» **WORK REQUIRED**: The data below holds a line containing "Point to the rocky peninsula" and a line containing "Point to the eroded"; please quote exactly those two lines and every line between them, and nothing else.

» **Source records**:
* * *
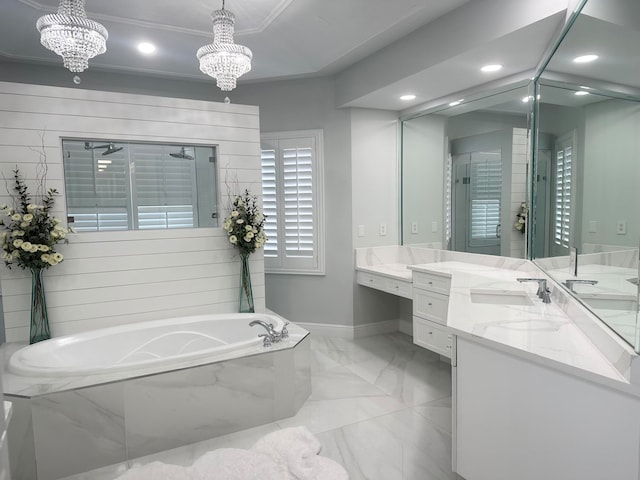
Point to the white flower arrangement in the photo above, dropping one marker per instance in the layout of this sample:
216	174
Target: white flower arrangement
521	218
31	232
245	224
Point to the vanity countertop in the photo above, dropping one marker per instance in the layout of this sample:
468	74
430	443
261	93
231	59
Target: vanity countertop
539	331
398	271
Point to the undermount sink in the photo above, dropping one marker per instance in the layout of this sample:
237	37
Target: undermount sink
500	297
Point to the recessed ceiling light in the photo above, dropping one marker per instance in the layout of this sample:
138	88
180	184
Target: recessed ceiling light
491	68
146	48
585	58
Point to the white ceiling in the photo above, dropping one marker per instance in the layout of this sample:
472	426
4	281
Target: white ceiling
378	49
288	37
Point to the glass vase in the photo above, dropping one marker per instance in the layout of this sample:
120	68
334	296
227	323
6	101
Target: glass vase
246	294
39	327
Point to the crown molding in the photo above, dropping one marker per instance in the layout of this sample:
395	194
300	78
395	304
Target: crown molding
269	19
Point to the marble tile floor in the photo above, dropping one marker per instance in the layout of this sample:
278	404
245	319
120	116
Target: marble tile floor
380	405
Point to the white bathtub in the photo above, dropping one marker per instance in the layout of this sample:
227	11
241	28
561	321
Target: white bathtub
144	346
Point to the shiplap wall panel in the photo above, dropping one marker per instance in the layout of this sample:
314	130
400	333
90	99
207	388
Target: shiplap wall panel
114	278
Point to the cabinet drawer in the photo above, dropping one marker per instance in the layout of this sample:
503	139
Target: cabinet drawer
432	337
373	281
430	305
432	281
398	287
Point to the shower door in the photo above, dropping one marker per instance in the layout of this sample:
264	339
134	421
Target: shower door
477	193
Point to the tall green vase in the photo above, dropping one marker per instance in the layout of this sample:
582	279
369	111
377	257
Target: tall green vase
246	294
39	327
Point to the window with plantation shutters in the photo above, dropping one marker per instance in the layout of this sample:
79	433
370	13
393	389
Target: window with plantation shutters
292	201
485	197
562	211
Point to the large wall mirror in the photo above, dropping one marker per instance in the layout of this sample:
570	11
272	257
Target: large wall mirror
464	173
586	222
* * *
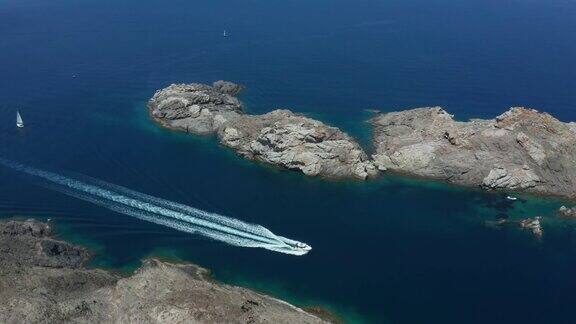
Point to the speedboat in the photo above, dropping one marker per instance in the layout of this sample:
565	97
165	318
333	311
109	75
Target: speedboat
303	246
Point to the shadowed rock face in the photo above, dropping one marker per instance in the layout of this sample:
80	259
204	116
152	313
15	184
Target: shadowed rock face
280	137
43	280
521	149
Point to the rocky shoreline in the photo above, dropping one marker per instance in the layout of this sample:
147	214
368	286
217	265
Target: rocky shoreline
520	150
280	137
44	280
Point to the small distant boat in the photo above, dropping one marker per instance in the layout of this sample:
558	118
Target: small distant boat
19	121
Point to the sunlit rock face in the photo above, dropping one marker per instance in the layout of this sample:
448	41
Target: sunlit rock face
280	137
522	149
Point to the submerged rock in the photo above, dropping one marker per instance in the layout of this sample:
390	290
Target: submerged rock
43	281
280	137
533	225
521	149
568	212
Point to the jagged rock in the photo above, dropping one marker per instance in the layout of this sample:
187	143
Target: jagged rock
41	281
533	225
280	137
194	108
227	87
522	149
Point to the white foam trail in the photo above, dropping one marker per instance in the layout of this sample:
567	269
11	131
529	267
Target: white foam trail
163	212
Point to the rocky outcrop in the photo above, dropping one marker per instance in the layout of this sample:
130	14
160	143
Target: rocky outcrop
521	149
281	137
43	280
* * *
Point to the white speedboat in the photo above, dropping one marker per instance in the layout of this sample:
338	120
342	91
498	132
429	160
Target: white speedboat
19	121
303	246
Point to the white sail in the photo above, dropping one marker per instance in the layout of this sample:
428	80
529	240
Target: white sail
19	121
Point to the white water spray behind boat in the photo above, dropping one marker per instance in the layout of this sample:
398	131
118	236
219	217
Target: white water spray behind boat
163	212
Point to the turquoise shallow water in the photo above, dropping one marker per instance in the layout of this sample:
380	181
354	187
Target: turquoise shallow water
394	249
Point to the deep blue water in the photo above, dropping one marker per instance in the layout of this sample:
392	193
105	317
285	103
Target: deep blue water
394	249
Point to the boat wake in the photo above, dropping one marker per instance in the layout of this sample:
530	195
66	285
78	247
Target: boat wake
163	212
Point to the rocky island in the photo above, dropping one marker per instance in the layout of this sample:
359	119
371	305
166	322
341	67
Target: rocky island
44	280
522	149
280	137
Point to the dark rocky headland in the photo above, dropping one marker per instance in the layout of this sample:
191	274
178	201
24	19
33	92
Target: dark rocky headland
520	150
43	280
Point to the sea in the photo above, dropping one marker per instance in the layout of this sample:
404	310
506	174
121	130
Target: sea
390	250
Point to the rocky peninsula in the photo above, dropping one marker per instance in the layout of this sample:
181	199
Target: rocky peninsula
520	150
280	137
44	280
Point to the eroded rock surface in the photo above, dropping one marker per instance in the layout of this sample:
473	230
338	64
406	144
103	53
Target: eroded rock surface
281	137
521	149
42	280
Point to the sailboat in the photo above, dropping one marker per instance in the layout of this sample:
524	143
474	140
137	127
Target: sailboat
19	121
* * *
» **ANSWER BOX**:
Point to the rocky peninsula in the photo above, dropping one marker per instance in the layout of this sample:
181	199
Target: rocky peninsula
520	150
280	137
44	280
Point to the eroded rock surface in the photo above, dropping one marker per instance in the layout of this sample:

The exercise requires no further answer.